SECURITIES AND EXCHANGE COMMISSION

Washington, D.C. 20549

 

 

FORM 8-K

 

 

CURRENT REPORT

Pursuant to Section 13 or 15(d)

of the Securities Exchange Act of 1934

Date of Report (Date of earliest event reported): January 22, 2018 (January 21, 2018)

 

 

Juno Therapeutics, Inc.

(Exact Name of Registrant as Specified in its Charter)

 

 

 

Delaware   001-36781   46-3656275

(State or Other Jurisdiction

of Incorporation)

 

(Commission

File Number)

 

(IRS Employer

Identification No.)

400 Dexter Avenue North, Suite 1200

Seattle, Washington 98109

(Address of principal executive offices, including zip code)

(206) 582-1600

(Registrant’s telephone number, including area code)

Not Applicable

(Former name or former address, if changed since last report)

 

 

Check the appropriate box below if the Form 8-K filing is intended to simultaneously satisfy the filing obligation of the registrant under any of the following provisions:

 

Written communications pursuant to Rule 425 under the Securities Act (17 CFR 230.425)

 

Soliciting material pursuant to Rule 14a-12 under the Exchange Act (17 CFR 240.14a-12)

 

Pre-commencement communications pursuant to Rule 14d-2(b) under the Exchange Act (17 CFR 240.14d-2(b))

 

Pre-commencement communications pursuant to Rule 13e-4(c) under the Exchange Act (17 CFR 240.13e-4(c))

Indicate by check mark whether the registrant is an emerging growth company as defined in Rule 405 of the Securities Act of 1933 (§ 230.405 of this chapter) or Rule 12b-2 of the Securities Exchange Act of 1934 (§ 240.12b-2 of this chapter).

Emerging growth company  

If an emerging growth company, indicate by check mark if the registrant has elected not to use the extended transition period for complying with any new or revised financial accounting standards provided pursuant to Section 13(a) of the Exchange Act.

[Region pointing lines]

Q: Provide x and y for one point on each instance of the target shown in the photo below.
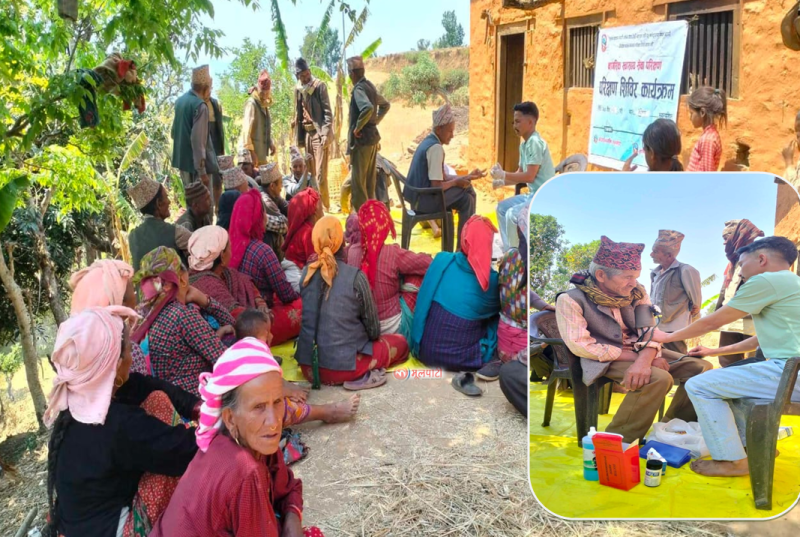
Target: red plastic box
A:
(618, 467)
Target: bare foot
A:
(341, 411)
(296, 393)
(712, 468)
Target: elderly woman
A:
(238, 483)
(209, 256)
(110, 428)
(304, 211)
(455, 321)
(737, 234)
(388, 268)
(253, 258)
(179, 343)
(340, 341)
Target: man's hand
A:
(225, 330)
(292, 526)
(638, 374)
(788, 153)
(701, 352)
(629, 166)
(661, 363)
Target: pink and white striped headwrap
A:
(241, 363)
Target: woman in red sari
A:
(304, 211)
(209, 257)
(251, 256)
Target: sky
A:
(399, 24)
(632, 207)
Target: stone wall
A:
(762, 116)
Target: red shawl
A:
(298, 245)
(375, 222)
(247, 224)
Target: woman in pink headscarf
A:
(113, 444)
(238, 483)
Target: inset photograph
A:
(665, 348)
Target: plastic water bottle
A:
(589, 459)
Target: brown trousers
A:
(638, 410)
(319, 165)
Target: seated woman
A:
(455, 321)
(387, 267)
(340, 320)
(110, 427)
(209, 256)
(107, 282)
(250, 256)
(304, 211)
(238, 483)
(179, 342)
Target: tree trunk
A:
(25, 324)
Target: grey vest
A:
(603, 328)
(341, 333)
(151, 234)
(262, 131)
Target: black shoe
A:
(490, 371)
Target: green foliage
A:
(460, 97)
(454, 79)
(321, 47)
(571, 259)
(453, 32)
(545, 244)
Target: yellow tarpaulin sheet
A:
(556, 471)
(421, 241)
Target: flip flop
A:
(373, 379)
(465, 383)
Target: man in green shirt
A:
(771, 294)
(367, 110)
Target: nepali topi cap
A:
(619, 255)
(144, 192)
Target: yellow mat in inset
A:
(556, 472)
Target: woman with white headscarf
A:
(113, 454)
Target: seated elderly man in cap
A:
(674, 287)
(597, 323)
(198, 211)
(300, 178)
(152, 199)
(277, 208)
(427, 170)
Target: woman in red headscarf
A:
(252, 257)
(394, 274)
(458, 307)
(305, 209)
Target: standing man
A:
(427, 171)
(674, 287)
(314, 121)
(257, 123)
(192, 149)
(367, 110)
(535, 168)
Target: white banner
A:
(637, 80)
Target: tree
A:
(571, 259)
(545, 243)
(453, 32)
(322, 49)
(44, 63)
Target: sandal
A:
(373, 379)
(465, 383)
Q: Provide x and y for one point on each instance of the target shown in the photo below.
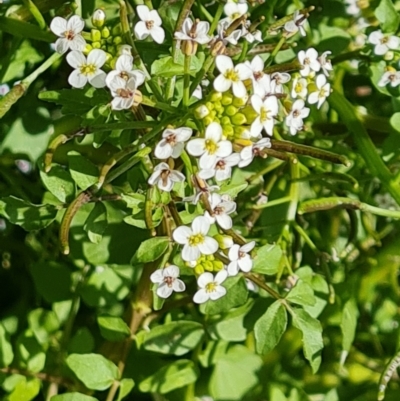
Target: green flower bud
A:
(95, 35)
(239, 119)
(231, 110)
(98, 18)
(105, 33)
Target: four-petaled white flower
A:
(196, 32)
(220, 210)
(231, 76)
(261, 81)
(249, 152)
(168, 281)
(172, 143)
(392, 77)
(149, 24)
(87, 69)
(194, 240)
(222, 168)
(296, 24)
(123, 92)
(322, 92)
(277, 81)
(164, 177)
(294, 120)
(266, 109)
(69, 33)
(210, 147)
(383, 43)
(240, 258)
(326, 64)
(309, 61)
(124, 69)
(210, 287)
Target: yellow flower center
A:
(196, 239)
(231, 75)
(211, 287)
(211, 146)
(88, 69)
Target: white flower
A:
(87, 69)
(150, 24)
(235, 10)
(266, 109)
(164, 177)
(249, 152)
(299, 88)
(309, 61)
(124, 69)
(123, 92)
(261, 82)
(322, 92)
(167, 280)
(222, 169)
(210, 147)
(383, 43)
(196, 32)
(210, 287)
(295, 118)
(392, 77)
(326, 64)
(69, 33)
(220, 211)
(240, 258)
(195, 240)
(172, 143)
(296, 24)
(231, 76)
(277, 81)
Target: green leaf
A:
(170, 377)
(96, 223)
(312, 336)
(388, 16)
(73, 397)
(28, 216)
(238, 367)
(59, 182)
(267, 259)
(302, 294)
(348, 324)
(236, 295)
(175, 338)
(269, 328)
(83, 172)
(6, 352)
(93, 370)
(150, 250)
(113, 328)
(125, 387)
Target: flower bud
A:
(98, 18)
(95, 35)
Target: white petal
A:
(209, 246)
(58, 26)
(76, 79)
(75, 59)
(201, 296)
(196, 147)
(181, 234)
(190, 253)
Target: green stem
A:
(364, 144)
(186, 81)
(30, 5)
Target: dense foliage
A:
(199, 200)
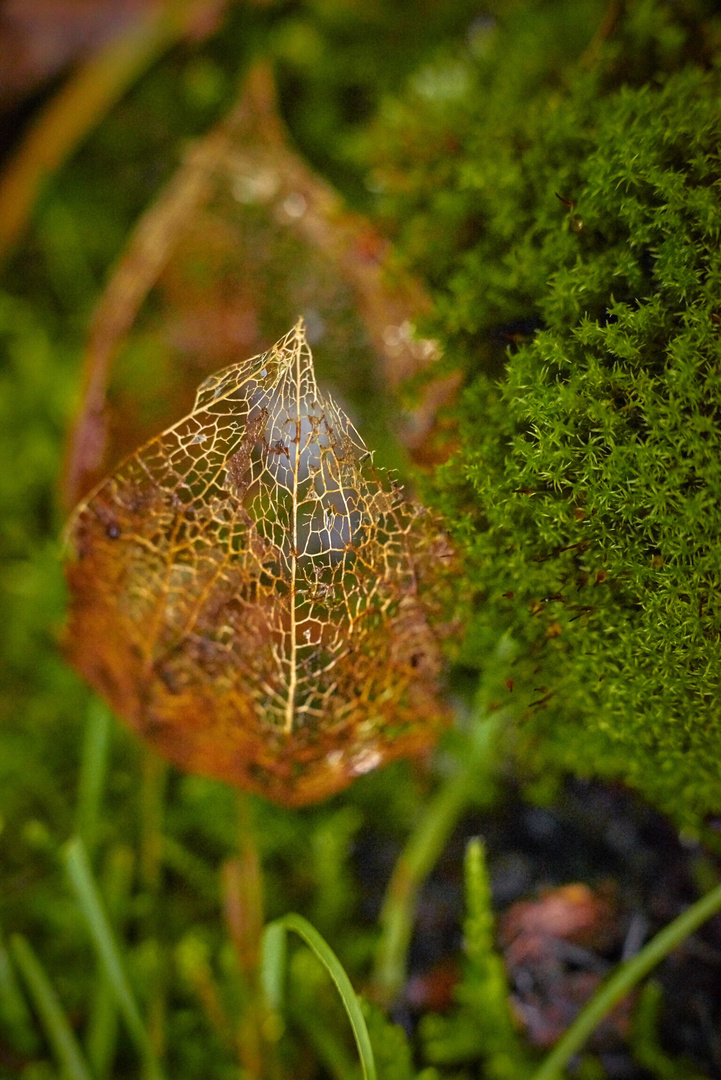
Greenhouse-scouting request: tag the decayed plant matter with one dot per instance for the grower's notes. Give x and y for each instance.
(252, 598)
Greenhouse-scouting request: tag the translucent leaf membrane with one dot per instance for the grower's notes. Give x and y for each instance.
(250, 596)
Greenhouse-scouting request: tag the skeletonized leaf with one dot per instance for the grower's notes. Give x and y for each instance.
(252, 598)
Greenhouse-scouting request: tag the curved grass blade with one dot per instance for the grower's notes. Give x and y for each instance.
(273, 954)
(624, 980)
(50, 1011)
(96, 920)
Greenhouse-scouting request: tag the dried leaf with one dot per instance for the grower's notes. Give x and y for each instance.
(242, 238)
(253, 599)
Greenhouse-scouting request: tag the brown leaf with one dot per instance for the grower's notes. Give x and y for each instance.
(244, 237)
(250, 596)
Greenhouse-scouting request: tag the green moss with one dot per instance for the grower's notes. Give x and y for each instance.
(585, 308)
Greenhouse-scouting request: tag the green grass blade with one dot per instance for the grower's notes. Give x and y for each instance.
(14, 1012)
(96, 920)
(93, 769)
(466, 786)
(101, 1031)
(623, 981)
(272, 963)
(50, 1011)
(332, 966)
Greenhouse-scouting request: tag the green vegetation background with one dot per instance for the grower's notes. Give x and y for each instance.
(553, 175)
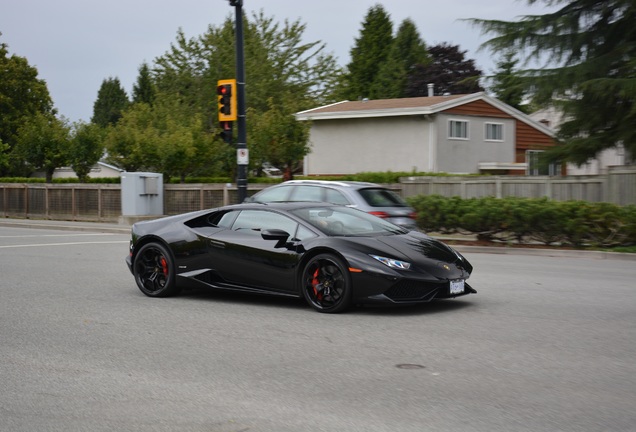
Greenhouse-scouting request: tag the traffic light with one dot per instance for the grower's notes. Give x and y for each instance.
(226, 131)
(226, 93)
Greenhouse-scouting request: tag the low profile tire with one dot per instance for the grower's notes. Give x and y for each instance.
(154, 271)
(326, 284)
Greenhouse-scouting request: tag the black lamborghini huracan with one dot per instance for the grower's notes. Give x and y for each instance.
(333, 256)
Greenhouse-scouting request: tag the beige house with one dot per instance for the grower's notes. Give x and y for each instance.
(469, 133)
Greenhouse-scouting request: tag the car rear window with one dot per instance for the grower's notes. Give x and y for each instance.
(273, 194)
(379, 197)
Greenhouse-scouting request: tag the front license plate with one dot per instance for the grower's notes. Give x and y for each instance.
(457, 287)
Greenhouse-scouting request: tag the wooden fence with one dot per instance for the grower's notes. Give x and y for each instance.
(92, 202)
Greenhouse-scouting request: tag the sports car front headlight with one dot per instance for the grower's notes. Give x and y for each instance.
(393, 263)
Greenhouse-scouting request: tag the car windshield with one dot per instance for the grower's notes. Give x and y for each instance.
(377, 197)
(345, 221)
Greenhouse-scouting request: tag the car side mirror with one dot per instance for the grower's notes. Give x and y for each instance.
(275, 234)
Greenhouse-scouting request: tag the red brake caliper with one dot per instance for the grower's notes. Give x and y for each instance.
(314, 283)
(164, 266)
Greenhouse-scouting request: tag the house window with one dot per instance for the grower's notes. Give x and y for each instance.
(538, 167)
(494, 132)
(458, 129)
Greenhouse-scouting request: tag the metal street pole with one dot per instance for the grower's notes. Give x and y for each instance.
(242, 153)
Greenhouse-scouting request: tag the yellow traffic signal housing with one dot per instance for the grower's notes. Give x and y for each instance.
(226, 93)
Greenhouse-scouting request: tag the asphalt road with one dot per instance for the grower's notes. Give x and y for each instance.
(548, 344)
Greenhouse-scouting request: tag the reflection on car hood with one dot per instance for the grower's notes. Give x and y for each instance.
(413, 246)
(416, 246)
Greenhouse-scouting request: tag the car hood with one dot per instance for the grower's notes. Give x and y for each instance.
(414, 247)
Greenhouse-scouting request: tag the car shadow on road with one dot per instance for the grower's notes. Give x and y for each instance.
(266, 300)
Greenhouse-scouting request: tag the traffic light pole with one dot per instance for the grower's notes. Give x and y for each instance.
(242, 154)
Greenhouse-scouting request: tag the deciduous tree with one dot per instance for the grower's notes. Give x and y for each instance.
(43, 143)
(22, 96)
(86, 148)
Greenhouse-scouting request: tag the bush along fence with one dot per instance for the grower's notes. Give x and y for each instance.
(512, 219)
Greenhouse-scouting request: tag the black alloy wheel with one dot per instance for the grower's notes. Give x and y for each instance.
(154, 271)
(326, 284)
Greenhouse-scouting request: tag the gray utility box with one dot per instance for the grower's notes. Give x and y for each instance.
(141, 194)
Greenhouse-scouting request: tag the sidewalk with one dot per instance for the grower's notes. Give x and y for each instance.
(105, 227)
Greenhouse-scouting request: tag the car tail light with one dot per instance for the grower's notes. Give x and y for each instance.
(382, 215)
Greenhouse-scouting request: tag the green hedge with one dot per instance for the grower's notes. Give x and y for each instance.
(571, 223)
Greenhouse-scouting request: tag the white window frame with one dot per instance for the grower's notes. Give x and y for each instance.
(451, 129)
(554, 169)
(487, 126)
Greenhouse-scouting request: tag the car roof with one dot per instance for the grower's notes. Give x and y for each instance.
(281, 205)
(332, 183)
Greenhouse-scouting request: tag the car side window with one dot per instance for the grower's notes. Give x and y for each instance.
(307, 193)
(223, 220)
(258, 220)
(336, 197)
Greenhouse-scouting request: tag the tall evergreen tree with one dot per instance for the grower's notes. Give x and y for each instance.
(369, 53)
(587, 52)
(144, 89)
(449, 72)
(86, 148)
(111, 101)
(507, 84)
(408, 51)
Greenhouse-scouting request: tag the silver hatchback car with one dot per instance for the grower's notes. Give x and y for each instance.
(370, 197)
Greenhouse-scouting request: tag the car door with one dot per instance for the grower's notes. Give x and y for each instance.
(241, 256)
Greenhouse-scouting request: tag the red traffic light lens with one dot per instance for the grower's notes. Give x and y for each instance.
(224, 90)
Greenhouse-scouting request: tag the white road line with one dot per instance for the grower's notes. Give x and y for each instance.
(61, 235)
(62, 244)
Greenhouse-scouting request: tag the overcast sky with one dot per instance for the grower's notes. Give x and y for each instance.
(76, 44)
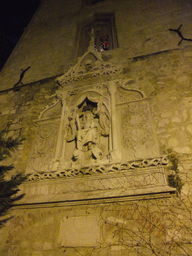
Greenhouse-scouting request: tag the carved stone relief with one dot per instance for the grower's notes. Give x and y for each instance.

[AIM OF THE TASK]:
Copy out the full Form 8-K cover page above without changing anything.

[SOLUTION BELOW]:
SECURITIES AND EXCHANGE COMMISSION

Washington, D.C. 20549

 

 

FORM 8-K

 

 

CURRENT REPORT

Pursuant to Section 13 or 15(d)

of the Securities Exchange Act of 1934

Date of Report (Date of earliest event reported): January 22, 2018 (January 21, 2018)

 

 

Juno Therapeutics, Inc.

(Exact Name of Registrant as Specified in its Charter)

 

 

 

Delaware   001-36781   46-3656275

(State or Other Jurisdiction

of Incorporation)

 

(Commission

File Number)

 

(IRS Employer

Identification No.)

400 Dexter Avenue North, Suite 1200

Seattle, Washington 98109

(Address of principal executive offices, including zip code)

(206) 582-1600

(Registrant’s telephone number, including area code)

Not Applicable

(Former name or former address, if changed since last report)

 

 

Check the appropriate box below if the Form 8-K filing is intended to simultaneously satisfy the filing obligation of the registrant under any of the following provisions:

 

Written communications pursuant to Rule 425 under the Securities Act (17 CFR 230.425)

 

Soliciting material pursuant to Rule 14a-12 under the Exchange Act (17 CFR 240.14a-12)

 

Pre-commencement communications pursuant to Rule 14d-2(b) under the Exchange Act (17 CFR 240.14d-2(b))

 

Pre-commencement communications pursuant to Rule 13e-4(c) under the Exchange Act (17 CFR 240.13e-4(c))

Indicate by check mark whether the registrant is an emerging growth company as defined in Rule 405 of the Securities Act of 1933 (§ 230.405 of this chapter) or Rule 12b-2 of the Securities Exchange Act of 1934 (§ 240.12b-2 of this chapter).

Emerging growth company  

If an emerging growth company, indicate by check mark if the registrant has elected not to use the extended transition period for complying with any new or revised financial accounting standards provided pursuant to Section 13(a) of the Exchange Act.